**TASK REQUIREMENTS:**
Rewrite every item below, swapping "drop one dot" for "place a single mark" and leaving all other wording unchanged.

^^^^^^^^^^^^^^^^

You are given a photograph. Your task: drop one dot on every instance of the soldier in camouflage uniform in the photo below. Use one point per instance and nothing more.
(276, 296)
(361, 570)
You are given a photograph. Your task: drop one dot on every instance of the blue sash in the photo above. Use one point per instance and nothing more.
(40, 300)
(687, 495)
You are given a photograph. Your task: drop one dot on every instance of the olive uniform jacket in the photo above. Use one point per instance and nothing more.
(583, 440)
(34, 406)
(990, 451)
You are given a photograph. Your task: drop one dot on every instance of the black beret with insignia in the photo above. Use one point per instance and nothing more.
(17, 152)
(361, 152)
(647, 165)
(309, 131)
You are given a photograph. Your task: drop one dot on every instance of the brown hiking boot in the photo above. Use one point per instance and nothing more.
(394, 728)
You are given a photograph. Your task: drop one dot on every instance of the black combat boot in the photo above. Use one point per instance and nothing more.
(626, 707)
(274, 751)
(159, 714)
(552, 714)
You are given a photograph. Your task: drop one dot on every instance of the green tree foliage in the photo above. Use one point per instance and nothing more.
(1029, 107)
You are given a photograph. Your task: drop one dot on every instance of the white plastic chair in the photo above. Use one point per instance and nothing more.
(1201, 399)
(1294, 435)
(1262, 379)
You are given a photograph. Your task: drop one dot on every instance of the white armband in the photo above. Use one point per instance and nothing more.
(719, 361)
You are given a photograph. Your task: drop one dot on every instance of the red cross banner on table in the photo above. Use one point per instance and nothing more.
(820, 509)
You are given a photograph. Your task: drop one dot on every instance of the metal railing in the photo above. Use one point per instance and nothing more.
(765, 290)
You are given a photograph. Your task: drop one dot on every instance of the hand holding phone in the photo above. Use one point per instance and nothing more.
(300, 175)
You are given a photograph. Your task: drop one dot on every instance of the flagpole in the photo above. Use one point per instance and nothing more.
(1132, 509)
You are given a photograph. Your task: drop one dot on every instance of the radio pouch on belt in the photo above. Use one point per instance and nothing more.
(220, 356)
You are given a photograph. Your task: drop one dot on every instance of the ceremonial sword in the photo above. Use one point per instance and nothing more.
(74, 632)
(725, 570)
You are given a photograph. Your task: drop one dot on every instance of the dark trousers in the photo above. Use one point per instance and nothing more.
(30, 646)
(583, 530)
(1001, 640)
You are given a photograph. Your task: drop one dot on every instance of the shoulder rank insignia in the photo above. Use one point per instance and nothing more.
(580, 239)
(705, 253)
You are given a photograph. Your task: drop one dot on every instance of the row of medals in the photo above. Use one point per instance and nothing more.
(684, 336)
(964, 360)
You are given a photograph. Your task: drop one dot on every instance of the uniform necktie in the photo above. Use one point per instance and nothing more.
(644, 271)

^^^^^^^^^^^^^^^^

**THE REPLY:**
You are given a photograph. Your task: place a single mark on every instance of the soldier in camouflage uniform in the photo below. Use one point per instance and nothing more.
(276, 296)
(361, 570)
You are given a photograph. Your task: place a single mark on every instance of the blue sash in the photo above. Use one point per instance and nothing more.
(40, 300)
(687, 495)
You are given a photograph. Your task: place a single mark on every instance of the olive uniform jacket in the photo above. Use one point per instance and nothing more.
(583, 440)
(34, 406)
(990, 451)
You are given a photograph. Your task: place a single mark on every instance of the black beret with insignia in the photo above. Use one point per instance and nothing more.
(17, 152)
(361, 152)
(647, 165)
(309, 131)
You are given a photograph. Your task: place a single mark on every instance of the brown hiking boot in the photo above. Use one point per instance and nothing more.
(394, 728)
You are given a photograph. Your task: place a single mark on every instance of the black combat boot in the photo above. Use one point per instance and nothing more.
(626, 707)
(274, 751)
(159, 714)
(552, 714)
You are given a photograph. Your task: place a single mark on every instance of the green tree foliage in the photo above. Use one point per instance and nothing more.
(1029, 107)
You are given a photograph. Your task: place a single mark on every instance of the white plastic chair in the photo above. Use one point per instance and nothing more.
(1201, 399)
(1294, 435)
(1262, 379)
You are given a photograph. Your task: place a single mark on every instance of the white armband in the photo above. Use one point per instance and nothing more.
(719, 361)
You are given a photograph. Your task: place a single mark on every instance of the red cross banner on table in the photo above. Use one point per instance and nothing more.
(820, 509)
You are given a photograph. Your task: place a single mark on every instance of the metal railing in the photo above. Use one point per instance and nothing more.
(765, 290)
You are given a photograph. Your task: place a single mark on every instance of the hand holding phone in the photo above. Use one point per instance and nothing more.
(300, 175)
You are given a photograph. Your task: place a single mark on every instance of the flagpole in the photo above. Use one point per instance and nothing more.
(1132, 509)
You are given a photograph. Your task: place a single mark on every instance of the radio pouch on belt in the photo above. Use one point per instance and nothing more.
(220, 356)
You are given a photograph. Your task: place a single mark on every instance of the ceremonial sword in the photo above. Use one point per instance and nothing more.
(74, 632)
(725, 570)
You are given a photograph. Your task: place a single mark on every instance of the dark trousers in the photo above. Use one point per instance and nothing more.
(30, 646)
(583, 530)
(1001, 640)
You are given a photograph. Your task: place a single mark on every instance of the shoulder rank insignia in the photo above. Use one point per instance and nothing more.
(580, 239)
(705, 253)
You are given a photograph. Your task: place a single mark on every instance of the row of medals in the photo above. Use one point per instance and nothing more.
(684, 336)
(964, 360)
You are given a photograph. Your task: place a single mark on every instance of the uniform necktie in the photo above. Use one point per instance and nothing more.
(644, 271)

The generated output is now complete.